PROBLEM:
Can you copy out, word for word, everything from the line containing "the grassy field." down to the end of the material below, including both of those end lines?
::::::::::
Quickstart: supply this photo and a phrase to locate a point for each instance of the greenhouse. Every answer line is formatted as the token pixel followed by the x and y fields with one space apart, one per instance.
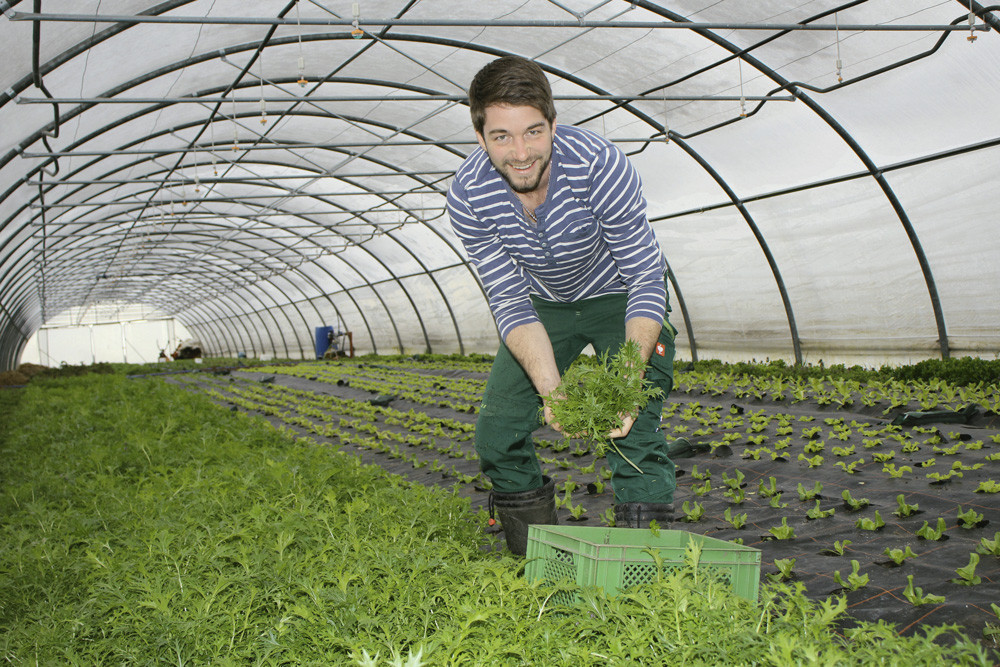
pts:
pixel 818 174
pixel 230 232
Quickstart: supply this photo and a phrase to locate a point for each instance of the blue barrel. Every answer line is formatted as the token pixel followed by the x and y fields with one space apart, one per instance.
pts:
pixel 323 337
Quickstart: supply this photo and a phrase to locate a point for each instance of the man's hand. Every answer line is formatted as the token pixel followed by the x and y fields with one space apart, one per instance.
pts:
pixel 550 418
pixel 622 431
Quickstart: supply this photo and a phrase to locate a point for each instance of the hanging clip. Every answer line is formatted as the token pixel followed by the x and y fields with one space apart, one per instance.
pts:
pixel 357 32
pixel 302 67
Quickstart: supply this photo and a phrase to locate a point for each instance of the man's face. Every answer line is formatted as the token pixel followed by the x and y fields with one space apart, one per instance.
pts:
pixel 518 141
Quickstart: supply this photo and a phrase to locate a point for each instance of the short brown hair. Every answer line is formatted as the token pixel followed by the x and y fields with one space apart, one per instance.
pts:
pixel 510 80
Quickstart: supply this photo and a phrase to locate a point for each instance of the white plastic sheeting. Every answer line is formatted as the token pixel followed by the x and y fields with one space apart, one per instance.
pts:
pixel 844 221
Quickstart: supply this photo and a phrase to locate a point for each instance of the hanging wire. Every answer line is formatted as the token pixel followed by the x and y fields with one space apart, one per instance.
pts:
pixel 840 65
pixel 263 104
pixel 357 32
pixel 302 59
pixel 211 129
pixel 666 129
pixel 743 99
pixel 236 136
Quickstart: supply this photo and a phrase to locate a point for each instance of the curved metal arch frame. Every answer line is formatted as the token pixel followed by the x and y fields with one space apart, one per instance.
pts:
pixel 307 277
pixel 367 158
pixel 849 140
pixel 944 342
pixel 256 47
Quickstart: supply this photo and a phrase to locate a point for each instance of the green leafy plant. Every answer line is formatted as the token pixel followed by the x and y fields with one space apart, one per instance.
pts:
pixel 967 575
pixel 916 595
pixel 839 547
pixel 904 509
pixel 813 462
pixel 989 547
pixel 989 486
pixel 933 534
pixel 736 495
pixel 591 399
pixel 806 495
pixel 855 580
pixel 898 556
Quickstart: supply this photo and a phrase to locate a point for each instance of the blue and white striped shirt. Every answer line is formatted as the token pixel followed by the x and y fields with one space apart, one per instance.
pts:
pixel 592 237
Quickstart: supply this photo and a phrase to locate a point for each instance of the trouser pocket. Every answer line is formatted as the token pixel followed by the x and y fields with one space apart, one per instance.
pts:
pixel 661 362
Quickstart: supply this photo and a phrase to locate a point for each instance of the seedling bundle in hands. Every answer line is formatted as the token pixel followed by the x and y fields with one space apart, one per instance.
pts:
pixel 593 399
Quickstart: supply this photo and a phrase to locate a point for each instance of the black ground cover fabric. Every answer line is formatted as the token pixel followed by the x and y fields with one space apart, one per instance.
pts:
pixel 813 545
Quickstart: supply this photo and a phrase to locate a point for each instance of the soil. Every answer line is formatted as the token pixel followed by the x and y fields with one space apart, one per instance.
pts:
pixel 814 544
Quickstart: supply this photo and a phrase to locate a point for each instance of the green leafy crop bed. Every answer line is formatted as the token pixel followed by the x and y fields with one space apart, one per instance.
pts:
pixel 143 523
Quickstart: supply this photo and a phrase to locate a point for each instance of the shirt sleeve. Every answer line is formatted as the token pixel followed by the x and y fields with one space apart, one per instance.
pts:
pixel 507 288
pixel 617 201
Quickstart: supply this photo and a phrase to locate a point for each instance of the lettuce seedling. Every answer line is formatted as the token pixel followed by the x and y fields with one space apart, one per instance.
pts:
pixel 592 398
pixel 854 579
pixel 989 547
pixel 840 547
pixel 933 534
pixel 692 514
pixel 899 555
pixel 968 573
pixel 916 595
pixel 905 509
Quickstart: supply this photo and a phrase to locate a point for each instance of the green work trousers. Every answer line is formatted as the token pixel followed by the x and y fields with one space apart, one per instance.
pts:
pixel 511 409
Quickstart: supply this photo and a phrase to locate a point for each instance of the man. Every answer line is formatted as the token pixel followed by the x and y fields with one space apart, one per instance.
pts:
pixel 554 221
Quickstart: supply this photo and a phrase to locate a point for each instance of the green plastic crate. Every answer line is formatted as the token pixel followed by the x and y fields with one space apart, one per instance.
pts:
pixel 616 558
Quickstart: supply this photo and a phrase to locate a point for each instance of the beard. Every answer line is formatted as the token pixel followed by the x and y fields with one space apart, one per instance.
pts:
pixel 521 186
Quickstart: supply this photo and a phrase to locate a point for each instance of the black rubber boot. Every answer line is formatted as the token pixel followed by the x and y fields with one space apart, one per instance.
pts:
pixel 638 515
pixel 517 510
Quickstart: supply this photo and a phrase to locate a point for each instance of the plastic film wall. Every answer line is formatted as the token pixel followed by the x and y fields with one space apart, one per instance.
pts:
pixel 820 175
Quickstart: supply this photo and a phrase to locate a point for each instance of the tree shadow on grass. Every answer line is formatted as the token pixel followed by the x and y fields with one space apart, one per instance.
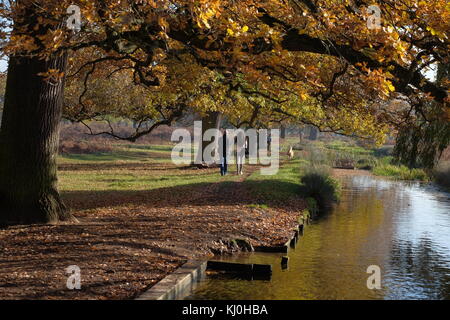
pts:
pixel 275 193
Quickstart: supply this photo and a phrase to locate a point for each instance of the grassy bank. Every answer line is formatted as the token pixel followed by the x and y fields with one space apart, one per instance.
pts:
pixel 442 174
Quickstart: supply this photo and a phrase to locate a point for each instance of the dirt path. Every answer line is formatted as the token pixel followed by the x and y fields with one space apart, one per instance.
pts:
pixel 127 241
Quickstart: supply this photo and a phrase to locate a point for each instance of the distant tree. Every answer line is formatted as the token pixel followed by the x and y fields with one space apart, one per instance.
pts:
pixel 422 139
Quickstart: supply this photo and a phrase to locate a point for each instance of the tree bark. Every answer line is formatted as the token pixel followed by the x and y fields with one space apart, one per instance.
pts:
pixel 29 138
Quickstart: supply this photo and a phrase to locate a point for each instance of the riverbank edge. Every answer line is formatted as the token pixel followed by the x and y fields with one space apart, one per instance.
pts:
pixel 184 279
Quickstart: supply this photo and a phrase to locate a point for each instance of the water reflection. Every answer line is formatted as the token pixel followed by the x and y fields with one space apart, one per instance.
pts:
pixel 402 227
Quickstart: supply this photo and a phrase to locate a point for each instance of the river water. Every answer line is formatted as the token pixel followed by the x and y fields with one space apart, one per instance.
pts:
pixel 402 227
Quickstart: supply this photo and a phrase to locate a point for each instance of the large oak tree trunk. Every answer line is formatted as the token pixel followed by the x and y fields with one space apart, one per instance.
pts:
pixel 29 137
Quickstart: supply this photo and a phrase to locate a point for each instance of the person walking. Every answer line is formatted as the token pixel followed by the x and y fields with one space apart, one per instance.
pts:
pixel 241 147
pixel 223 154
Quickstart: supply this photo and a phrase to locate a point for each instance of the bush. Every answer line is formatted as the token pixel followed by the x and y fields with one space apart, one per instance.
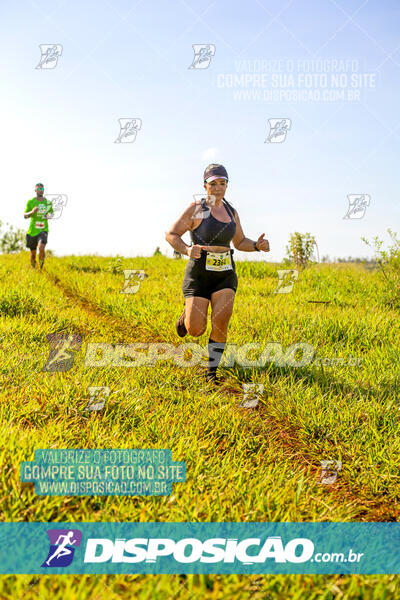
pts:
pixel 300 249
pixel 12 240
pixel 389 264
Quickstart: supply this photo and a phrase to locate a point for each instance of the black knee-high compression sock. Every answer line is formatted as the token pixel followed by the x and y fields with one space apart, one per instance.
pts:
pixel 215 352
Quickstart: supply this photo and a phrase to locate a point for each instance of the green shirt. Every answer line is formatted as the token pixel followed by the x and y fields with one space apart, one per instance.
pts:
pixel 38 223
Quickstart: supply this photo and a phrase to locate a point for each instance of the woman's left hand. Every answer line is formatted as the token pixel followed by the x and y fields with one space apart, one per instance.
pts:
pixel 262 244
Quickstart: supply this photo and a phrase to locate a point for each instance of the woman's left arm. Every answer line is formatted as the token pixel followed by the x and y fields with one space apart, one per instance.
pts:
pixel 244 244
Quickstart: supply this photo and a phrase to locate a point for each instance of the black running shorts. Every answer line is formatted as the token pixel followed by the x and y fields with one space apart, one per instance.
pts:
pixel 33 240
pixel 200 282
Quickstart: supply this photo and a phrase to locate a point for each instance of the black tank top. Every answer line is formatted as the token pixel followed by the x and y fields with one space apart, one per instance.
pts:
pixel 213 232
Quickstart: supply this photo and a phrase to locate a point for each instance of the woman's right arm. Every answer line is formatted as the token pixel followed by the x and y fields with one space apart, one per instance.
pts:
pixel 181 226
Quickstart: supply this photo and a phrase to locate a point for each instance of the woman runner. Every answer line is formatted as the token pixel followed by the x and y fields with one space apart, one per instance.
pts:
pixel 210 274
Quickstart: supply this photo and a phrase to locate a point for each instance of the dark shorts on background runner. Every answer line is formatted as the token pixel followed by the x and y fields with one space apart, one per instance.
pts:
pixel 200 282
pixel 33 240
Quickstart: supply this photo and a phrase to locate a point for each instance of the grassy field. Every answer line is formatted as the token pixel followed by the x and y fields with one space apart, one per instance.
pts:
::::::::::
EXERCISE RESULT:
Quickstart: supply this photo and a phrase to locate a point for each instance of the grassy field. Every answer line is formatted as the token pixel followed by the x and y fields with one space apart, one per instance.
pts:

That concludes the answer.